BEGIN Supplied information

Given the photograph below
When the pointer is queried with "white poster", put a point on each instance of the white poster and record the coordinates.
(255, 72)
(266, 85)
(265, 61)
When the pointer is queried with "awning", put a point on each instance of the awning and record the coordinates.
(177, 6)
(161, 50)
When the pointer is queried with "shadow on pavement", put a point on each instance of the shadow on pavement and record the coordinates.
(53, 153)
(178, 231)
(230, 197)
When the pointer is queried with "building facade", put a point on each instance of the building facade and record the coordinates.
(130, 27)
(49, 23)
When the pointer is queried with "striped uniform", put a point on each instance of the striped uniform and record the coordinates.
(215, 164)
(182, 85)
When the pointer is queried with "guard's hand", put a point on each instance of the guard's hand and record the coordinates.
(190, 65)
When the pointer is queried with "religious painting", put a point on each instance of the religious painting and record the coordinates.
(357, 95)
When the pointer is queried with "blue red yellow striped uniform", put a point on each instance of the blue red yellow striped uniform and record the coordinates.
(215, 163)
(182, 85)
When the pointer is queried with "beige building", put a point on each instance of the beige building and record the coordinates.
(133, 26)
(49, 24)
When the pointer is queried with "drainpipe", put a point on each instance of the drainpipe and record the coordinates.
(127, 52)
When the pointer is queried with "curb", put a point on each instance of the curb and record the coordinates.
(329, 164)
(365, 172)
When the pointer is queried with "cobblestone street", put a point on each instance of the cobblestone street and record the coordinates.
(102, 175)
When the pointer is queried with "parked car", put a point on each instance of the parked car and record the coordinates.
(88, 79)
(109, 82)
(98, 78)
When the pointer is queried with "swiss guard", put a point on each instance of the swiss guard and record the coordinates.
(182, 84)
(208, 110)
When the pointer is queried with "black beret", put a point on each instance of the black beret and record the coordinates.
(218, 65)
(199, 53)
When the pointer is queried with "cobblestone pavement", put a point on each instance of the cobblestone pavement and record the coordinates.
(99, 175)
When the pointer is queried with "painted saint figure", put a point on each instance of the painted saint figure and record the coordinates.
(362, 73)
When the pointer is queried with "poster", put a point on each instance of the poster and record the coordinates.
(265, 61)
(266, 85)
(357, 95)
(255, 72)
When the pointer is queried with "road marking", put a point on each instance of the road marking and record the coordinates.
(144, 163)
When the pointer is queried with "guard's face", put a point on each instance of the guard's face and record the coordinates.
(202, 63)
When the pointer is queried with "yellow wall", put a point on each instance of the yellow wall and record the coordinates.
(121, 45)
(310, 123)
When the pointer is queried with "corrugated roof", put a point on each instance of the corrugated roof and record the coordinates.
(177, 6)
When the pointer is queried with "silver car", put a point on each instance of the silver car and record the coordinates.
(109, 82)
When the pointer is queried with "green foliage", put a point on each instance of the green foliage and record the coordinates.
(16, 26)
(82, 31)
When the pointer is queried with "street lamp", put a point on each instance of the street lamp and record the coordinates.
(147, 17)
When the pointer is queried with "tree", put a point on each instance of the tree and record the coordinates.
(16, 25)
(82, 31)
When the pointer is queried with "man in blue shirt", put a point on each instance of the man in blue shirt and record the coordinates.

END Supplied information

▶ _Written request_: Your task is to transcribe the listing above in full, exactly as given.

▶ _Solution to the exercise_:
Given the photograph below
When the pointer is queried with "white poster", put a point on each instance of the white poster and record the coordinates.
(255, 72)
(266, 85)
(265, 61)
When the pointer is queried with "awning", put a point on each instance of the awning and record the coordinates.
(177, 6)
(161, 50)
When the pointer is queried with "shadow on pavement", put a point on each instance of the shadow on pavement and record the coordinates.
(53, 153)
(178, 231)
(230, 197)
When the pointer is queried with "building facade", put a point on each instance of the building facade and record the coordinates.
(130, 27)
(49, 23)
When the pointer is queried with "striped uniform", put a point on each instance of the striped uniform and record the coordinates.
(215, 164)
(182, 85)
When the pointer is queried with "guard's hand", put a point on each instance of the guard's hand and record the coordinates.
(190, 65)
When the pointer is queried with "religious painting", put a point on each instance of the religious painting and record the coordinates.
(357, 95)
When the pointer is queried with "blue red yellow striped uniform", put a point on each instance of the blue red yellow striped uniform and record the coordinates.
(215, 163)
(182, 85)
When the pointer is queried with "beige building", put a point on each instance of the beige building and record the coordinates.
(133, 26)
(49, 24)
When the pointer is queried with "drainpipe", put a point on each instance of the drainpipe and record the coordinates.
(127, 52)
When the pointer is queried with "curb", put a point on each instance of the curb and record the coordinates.
(329, 164)
(365, 172)
When the pointer is queried with "cobblestone street", put a point on each instance of the cobblestone street and record the coordinates.
(102, 175)
When the pointer is queried with "parked car", put a point on each instance of the parked car and record the coordinates.
(88, 79)
(109, 82)
(98, 78)
When the pointer is queried with "swiss guard", put a point on each instance of the swiss guard and record the coordinates.
(182, 84)
(208, 110)
When the pointer is queried with "black beret", put a point on each instance of the black beret and record the coordinates.
(218, 65)
(199, 53)
When the pointer is queried with "cobblestone pavement", put a point on each instance of the cobblestone pavement and record the coordinates.
(99, 175)
When the pointer is queried with "painted saint figure", put a point on each instance of the painted saint figure and record the coordinates.
(362, 73)
When the pointer is queried with "poster", put a point on each instance of the poster and record the coordinates.
(265, 61)
(266, 85)
(357, 95)
(255, 72)
When the pointer is queried with "road marking", put a point on each instance of the road marking and record the coordinates.
(144, 163)
When the pointer is queried with "guard's face", put a point on each instance of the guard's face and record the coordinates.
(202, 63)
When the pointer is queried with "yellow wall", put a point on each instance of the yellow wall and record the coordinates.
(121, 45)
(310, 123)
When the pointer is queried with "corrugated roof", put a point on each instance of the corrugated roof and record the coordinates.
(177, 6)
When the pointer is queried with "silver car", put a point on each instance of the silver car and record the coordinates.
(109, 82)
When the pointer is queried with "green foliage", put a point on each instance of the green foliage and record the coordinates.
(16, 26)
(82, 31)
When the pointer is queried with "street lamp", put a point on each instance of the street lamp and record the coordinates.
(147, 17)
When the pointer is queried with "tree", put a point on each instance of the tree and record the coordinates.
(16, 25)
(82, 31)
When the pointer is queried with "man in blue shirt", put a point on each instance of the man in blue shirt and record the coordinates.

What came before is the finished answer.